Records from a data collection
════════════════════
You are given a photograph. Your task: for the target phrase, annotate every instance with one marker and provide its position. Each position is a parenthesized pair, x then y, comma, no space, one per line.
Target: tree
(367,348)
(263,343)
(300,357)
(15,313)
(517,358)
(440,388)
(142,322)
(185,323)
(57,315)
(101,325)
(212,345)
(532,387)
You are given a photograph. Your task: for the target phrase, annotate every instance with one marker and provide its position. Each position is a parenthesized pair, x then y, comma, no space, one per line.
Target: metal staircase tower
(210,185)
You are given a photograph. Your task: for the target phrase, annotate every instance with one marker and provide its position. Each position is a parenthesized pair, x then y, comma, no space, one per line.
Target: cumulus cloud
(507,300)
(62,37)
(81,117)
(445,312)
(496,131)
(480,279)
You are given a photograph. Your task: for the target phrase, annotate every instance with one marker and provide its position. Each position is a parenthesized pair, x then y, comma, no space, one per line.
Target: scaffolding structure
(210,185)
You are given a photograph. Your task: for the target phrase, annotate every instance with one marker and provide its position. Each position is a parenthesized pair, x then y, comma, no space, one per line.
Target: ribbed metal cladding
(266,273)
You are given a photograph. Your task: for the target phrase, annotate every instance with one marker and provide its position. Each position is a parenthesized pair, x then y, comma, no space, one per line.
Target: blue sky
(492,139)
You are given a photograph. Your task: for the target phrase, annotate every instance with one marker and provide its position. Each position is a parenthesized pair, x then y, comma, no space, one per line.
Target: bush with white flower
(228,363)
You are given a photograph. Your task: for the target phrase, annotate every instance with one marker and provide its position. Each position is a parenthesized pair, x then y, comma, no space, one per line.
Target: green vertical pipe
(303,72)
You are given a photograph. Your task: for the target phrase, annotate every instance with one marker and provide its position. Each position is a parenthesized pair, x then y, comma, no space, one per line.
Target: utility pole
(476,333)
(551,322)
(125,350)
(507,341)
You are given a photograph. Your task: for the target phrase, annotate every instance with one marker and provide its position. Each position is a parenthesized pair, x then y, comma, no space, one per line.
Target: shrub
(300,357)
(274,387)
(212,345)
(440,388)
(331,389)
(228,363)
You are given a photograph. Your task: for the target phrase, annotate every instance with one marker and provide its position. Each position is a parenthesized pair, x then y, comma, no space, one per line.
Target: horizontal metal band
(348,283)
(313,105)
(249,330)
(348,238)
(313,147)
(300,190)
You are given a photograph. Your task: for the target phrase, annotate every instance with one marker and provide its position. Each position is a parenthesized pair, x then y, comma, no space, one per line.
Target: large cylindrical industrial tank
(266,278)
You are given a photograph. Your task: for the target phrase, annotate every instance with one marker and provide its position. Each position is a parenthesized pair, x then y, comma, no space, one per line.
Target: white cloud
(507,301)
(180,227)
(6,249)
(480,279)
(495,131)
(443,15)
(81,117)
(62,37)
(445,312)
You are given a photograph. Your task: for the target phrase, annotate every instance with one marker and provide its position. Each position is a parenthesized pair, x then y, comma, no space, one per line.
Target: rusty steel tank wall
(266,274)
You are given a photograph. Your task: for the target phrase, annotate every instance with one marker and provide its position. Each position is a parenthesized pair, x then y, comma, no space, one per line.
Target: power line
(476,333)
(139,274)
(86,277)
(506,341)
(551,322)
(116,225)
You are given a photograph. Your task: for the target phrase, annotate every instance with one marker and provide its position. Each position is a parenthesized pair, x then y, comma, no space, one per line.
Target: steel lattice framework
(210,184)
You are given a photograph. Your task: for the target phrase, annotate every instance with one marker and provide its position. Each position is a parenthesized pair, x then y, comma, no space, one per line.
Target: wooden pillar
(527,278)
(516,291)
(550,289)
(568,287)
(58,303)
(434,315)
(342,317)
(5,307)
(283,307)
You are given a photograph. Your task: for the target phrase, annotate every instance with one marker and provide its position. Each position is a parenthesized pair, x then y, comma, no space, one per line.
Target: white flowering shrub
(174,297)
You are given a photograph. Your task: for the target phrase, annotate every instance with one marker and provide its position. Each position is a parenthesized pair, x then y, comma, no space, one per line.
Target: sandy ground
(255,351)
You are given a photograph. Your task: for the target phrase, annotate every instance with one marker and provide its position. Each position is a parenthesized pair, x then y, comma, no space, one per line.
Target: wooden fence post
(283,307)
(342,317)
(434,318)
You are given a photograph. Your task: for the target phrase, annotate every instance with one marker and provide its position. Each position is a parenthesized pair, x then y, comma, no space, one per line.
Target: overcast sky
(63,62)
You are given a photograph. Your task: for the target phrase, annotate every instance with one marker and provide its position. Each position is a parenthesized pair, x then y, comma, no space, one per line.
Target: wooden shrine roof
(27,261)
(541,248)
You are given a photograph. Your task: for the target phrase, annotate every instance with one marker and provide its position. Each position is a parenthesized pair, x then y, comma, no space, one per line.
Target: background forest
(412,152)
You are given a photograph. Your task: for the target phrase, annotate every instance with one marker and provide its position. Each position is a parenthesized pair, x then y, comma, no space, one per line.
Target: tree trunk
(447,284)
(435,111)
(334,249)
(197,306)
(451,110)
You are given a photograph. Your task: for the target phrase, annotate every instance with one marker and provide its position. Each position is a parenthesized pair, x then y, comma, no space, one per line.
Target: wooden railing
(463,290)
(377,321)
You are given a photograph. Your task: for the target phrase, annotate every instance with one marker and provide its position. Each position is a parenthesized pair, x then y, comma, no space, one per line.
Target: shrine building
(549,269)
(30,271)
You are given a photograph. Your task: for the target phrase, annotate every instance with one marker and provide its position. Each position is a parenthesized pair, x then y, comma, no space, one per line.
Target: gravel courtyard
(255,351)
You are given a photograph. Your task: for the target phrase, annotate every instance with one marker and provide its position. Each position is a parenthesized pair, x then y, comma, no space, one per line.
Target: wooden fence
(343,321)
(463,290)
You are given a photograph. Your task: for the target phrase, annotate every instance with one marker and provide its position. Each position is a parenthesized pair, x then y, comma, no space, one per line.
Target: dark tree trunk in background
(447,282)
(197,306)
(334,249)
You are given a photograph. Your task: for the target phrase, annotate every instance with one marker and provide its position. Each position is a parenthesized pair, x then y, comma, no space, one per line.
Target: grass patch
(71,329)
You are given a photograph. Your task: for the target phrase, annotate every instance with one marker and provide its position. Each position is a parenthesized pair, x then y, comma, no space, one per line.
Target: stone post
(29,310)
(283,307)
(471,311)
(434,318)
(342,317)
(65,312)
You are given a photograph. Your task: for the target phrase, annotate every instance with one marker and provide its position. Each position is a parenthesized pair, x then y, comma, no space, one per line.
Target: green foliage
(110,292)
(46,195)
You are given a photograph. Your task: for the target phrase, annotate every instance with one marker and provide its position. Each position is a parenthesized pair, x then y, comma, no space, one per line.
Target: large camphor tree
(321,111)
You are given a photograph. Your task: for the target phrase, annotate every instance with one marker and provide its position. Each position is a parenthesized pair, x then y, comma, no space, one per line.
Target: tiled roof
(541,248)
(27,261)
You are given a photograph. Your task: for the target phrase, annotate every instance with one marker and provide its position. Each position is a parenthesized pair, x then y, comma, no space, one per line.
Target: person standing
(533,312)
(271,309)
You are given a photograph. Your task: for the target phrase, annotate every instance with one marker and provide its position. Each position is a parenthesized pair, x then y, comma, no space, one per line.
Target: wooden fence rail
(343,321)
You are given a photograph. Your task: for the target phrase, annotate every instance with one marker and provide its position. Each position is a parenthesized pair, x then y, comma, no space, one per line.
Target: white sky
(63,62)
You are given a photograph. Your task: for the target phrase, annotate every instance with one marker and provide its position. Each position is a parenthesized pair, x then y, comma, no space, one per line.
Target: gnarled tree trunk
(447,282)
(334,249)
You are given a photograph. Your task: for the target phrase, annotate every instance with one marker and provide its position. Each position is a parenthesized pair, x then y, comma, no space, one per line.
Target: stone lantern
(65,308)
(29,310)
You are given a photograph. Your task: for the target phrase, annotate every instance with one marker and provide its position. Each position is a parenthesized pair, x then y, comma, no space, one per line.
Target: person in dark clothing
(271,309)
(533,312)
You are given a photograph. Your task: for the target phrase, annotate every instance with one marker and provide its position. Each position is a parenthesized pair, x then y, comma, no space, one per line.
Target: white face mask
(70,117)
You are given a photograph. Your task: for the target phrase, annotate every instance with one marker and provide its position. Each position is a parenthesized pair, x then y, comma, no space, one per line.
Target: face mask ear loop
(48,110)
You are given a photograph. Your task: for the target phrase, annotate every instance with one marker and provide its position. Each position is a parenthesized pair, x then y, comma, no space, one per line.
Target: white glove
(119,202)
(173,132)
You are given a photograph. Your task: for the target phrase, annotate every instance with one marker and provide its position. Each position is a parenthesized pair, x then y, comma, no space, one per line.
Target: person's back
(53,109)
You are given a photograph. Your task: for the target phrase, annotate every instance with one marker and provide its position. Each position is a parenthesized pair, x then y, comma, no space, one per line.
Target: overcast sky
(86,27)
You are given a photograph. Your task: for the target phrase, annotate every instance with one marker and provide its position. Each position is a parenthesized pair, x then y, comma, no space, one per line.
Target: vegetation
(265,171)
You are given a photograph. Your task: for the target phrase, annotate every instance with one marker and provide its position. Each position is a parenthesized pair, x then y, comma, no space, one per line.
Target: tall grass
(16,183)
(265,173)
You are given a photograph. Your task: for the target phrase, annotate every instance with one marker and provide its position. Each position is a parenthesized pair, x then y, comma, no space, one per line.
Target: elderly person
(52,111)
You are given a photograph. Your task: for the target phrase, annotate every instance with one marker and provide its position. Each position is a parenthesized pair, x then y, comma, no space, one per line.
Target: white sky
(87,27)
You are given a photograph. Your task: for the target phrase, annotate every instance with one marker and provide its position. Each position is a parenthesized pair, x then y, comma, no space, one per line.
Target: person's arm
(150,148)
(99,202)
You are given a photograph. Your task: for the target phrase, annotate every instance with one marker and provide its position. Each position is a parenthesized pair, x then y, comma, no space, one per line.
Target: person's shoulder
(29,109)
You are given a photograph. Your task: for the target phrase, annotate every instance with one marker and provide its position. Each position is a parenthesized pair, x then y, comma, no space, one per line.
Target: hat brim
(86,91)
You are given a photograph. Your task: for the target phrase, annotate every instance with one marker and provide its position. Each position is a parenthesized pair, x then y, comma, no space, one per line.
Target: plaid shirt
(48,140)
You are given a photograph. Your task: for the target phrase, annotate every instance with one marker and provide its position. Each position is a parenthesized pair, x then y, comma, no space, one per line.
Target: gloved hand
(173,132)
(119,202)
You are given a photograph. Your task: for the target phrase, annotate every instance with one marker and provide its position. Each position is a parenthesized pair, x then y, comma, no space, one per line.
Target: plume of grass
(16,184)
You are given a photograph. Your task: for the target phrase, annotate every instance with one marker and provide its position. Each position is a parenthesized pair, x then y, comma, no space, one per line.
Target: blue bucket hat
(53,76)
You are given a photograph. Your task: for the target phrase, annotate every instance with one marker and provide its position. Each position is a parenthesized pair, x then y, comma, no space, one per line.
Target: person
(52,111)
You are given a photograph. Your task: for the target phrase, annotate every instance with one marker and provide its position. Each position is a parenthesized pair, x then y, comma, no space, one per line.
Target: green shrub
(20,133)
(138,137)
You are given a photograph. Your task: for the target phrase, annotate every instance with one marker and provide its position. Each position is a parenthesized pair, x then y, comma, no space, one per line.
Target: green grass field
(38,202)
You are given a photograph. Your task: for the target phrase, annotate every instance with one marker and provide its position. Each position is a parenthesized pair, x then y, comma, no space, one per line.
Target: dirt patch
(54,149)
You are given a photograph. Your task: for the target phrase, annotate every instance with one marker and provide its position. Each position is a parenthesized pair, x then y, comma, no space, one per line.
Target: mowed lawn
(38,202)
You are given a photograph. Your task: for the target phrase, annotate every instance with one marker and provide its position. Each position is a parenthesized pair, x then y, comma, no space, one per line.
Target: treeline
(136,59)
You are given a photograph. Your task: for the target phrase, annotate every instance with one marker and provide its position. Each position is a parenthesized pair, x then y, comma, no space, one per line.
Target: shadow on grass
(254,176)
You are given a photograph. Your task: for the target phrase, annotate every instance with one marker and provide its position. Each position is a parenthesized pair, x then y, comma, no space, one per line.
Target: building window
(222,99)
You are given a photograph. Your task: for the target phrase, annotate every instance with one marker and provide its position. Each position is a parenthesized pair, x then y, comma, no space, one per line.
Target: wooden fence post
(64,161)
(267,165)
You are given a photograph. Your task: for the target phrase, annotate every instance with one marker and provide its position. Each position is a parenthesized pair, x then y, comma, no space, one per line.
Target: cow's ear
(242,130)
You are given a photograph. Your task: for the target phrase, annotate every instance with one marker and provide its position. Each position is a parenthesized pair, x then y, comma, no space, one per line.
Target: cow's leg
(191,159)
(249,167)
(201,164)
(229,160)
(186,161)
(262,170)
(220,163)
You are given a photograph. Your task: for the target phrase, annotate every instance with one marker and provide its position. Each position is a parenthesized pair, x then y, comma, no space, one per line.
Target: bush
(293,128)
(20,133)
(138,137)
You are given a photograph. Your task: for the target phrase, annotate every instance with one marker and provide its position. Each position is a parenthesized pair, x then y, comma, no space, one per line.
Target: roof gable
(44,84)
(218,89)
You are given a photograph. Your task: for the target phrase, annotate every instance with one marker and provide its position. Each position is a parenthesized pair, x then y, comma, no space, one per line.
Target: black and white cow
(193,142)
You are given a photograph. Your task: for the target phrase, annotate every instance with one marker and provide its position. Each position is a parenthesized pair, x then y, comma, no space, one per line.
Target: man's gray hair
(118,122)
════════════════════
__Given exercise__. Identify every line above that contains the word "patch" and copy each of those lines.

__Task output__.
Target: grass patch
Target: dirt patch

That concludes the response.